**REQUIRED TASK:**
Extract each line of the listing below that contains the word "curl".

[Excerpts from bounding box data]
━━━━━━━━━━━━━━━━━━━━━━━━━━━━━━

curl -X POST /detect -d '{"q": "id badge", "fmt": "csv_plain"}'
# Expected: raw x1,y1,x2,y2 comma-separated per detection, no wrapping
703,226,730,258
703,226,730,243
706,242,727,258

━━━━━━━━━━━━━━━━━━━━━━━━━━━━━━

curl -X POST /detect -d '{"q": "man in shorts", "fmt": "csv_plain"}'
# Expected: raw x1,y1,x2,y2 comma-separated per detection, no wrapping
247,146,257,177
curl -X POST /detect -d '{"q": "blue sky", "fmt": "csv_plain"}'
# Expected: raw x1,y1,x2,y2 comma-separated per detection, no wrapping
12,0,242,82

━━━━━━━━━━━━━━━━━━━━━━━━━━━━━━

**RESPONSE BELOW:**
curl -X POST /detect -d '{"q": "id badge", "fmt": "csv_plain"}'
curl -X POST /detect -d '{"q": "man in shorts", "fmt": "csv_plain"}'
curl -X POST /detect -d '{"q": "blue sky", "fmt": "csv_plain"}'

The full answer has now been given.